**本文抜粋:**
━━━━━━━━
これは2つの観点で問題を引き起こす。ブリッジトップ部分は、スロットが弦圧の下で曲がったりたわんだりして、ピエゾ素子は全ての弦を横切る均等な接触がなくなり、増幅されたときの各弦の異なる増幅出力および各弦の音の相違を生じる。たわみやすいブリッジは、また特定の振動周波数を吸収し、サステインを低減する可能性がある。
【0010】
サドルとスロットの底部との間に挟まれたピエゾピックアップ構成を増幅目的のために使用する場合、フラットトップ構造のアコースティックギターに似たサウンド特性をアーチドトップギターの音に与えるためにアーチドトップギターの音に音色的に寄与するハイブリッドギター・ブリッジ、および、各弦の出力レベルがより安定した(増幅されたときの各弦の増幅出力および音に一貫性がある)ハイブリッドギター・ブリッジが依然として必要となる。
本発明は、全金属製のブリッジトップ部分を使用した場合に比べ音色的に温かみがあり(低音における欠損が少ない)、木製のブリッジトップ部分に比べたわみが少ないブリッジ、そのブリッジを備えた弦楽器を提供することを目的とする。
【課題を解決するための手段】
【0011】
上記の課題を解決するために、本発明の一態様によれば、ブリッジは、第一の材料の下側部分と、下側部分の上面に固定された、第一の材料より密度が低く剛性の低い第二の材料の上側部分とを含み、当該上側部分は、下側部分の上面から当該上側部分の上面まで貫通するスロットを有し、スロット内にあり、下側部分上に取り付けられたピックアップと、ピックアップと係合し、弦楽器の少なくとも1つの弦を受入れるのために、上側部分の上面を通ってスロットから突き出る、スロット内にあるサドルとを含む。
上記の課題を解決するために、本発明の他の態様によれば、ブリッジは、サドルを受入れるスロットを有する木製トップ構成部分を主体とするアーチドトップ型の上側部分と、機械加工、または鋳造された下側金属部分とを含み、上側部分は、下側金属部分に取り付けられ、上側部分のスロットは、下側金属部分の上部平坦面を露出させるために木製トップ構成部分を完全に通過し、一塊または分割されたサドルと、サドルの下に、サドルにかかる下向きの弦の圧力によって下側金属部分に対して均一に押されるように設置されるピエゾ素子とを含み、サドルをピエゾ素子に押し付け、次に下側金属部分に押し付け、サドルと下側金属部分の間にピエゾ素子を挟み込んだ状態である。
【発明の効果】
【0012】
本発明によれば、全金属製のブリッジトップ部分を使用した場合に比べ音色的に温かみがあり(低音における欠損が少ない)、木製のブリッジトップ部分に比べたわみが少ないという効果を奏する。
【図面の簡単な説明】
【0013】
【
図4】
図4Aは第一実施形態に係るブリッジトップの正面図、
図4Bは第一実施形態に係るブリッジトップの平面図、
図4Cは
図4Aの線A-Aに沿ったブリッジトップを通る断面図。
━━━━━━━━
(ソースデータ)
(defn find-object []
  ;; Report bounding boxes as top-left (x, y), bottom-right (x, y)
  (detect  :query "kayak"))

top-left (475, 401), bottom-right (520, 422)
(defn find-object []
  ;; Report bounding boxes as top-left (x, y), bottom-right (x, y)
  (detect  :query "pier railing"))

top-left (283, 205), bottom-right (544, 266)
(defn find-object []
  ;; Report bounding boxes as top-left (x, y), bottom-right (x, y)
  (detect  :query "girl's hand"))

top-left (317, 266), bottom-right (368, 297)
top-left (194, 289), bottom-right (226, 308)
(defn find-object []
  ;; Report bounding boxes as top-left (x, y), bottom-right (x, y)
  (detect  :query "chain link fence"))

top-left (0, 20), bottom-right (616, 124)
━━━━━━━━
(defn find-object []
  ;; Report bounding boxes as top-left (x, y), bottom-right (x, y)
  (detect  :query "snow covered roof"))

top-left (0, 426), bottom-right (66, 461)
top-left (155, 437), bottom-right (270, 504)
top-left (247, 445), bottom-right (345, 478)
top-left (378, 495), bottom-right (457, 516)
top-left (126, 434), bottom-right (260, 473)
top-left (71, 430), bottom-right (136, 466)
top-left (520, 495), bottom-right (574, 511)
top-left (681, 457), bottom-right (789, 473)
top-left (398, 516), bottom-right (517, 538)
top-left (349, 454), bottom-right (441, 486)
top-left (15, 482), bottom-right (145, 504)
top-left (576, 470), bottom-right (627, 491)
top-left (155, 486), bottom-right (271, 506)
━━━━━━━━
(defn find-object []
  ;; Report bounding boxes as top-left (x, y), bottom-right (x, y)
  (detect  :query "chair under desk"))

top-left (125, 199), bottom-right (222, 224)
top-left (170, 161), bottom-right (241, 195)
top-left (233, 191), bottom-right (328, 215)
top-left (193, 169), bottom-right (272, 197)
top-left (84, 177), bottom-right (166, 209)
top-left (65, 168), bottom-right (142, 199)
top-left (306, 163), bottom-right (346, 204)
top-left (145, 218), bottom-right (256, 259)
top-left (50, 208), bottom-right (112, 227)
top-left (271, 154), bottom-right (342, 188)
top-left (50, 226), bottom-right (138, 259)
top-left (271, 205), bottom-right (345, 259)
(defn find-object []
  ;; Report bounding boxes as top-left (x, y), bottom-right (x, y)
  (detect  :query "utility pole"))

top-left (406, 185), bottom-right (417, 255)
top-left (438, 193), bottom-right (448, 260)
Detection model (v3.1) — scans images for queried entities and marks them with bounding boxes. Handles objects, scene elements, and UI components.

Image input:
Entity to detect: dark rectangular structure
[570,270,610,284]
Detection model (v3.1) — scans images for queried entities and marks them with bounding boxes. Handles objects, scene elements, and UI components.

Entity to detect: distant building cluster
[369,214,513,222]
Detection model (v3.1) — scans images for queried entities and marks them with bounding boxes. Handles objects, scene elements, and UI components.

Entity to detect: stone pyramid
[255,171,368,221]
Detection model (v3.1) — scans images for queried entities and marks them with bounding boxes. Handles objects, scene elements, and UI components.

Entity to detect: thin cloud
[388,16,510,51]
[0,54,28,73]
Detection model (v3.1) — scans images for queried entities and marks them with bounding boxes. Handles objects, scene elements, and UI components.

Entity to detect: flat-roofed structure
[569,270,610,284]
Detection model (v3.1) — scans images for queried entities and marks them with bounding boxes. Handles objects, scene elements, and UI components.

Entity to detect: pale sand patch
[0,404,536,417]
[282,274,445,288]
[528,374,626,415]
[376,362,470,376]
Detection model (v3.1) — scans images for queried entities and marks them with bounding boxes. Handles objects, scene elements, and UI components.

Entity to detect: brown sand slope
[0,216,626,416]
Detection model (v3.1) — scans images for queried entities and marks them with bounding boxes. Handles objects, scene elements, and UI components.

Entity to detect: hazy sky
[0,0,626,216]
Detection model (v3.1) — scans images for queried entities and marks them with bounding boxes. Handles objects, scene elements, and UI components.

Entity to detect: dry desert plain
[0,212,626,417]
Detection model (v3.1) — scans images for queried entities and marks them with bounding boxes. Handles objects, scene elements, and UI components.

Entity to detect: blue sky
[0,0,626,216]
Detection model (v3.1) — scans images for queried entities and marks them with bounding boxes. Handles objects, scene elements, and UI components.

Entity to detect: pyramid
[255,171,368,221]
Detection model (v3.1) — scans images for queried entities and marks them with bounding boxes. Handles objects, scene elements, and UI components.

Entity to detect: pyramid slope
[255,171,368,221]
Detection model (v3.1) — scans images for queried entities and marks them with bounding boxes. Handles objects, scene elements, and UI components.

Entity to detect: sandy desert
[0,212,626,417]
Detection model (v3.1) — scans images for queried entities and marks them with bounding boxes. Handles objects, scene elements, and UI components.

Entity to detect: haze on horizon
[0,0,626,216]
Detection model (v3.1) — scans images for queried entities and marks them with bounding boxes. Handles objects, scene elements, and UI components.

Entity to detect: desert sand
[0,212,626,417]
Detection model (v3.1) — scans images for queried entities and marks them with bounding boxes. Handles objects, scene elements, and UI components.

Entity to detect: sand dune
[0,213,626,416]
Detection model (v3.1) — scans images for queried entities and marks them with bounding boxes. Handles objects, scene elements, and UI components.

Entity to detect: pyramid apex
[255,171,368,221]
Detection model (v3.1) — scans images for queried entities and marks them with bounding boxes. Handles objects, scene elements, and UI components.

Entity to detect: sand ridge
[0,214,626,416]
━━━━━━━━
**タスク一覧:**
1. ギターブリッジの文章によれば、たわみやすいブリッジが特定の振動周波数を吸収することで低減する可能性があるものは何か。
2. ギターブリッジの文章を、最後に示された文の直後から書き進めよ。
レコードはギターブリッジの文章とは別個の資料である。

**タスク解答:**
1. サステイン。

2.
【
図5】
図5Aは第一実施形態に係るブリッジのベースの正面図,
図5Bは第一実施形態に係るブリッジのベースの平面図,
図5Cは第一実施形態に係るブリッジのベースの側面図。
【発明を実施するための形態】
【0014】
以下、本発明の実施形態について、説明する。なお、以下の説明に用いる図面では、同じ機能を持つ構成部や同じ処理を行うステップには同一の符号を記し、重複説明を省略する。
<第一実施形態のポイント>
【0015】
本実施形態に係るブリッジは、例えば、プラスチック、骨または他の同様の材料から作製されるサドルに対応するスロット状にされた木製の上側部分を含むアーチドトップスタイルのブリッジトップを含む。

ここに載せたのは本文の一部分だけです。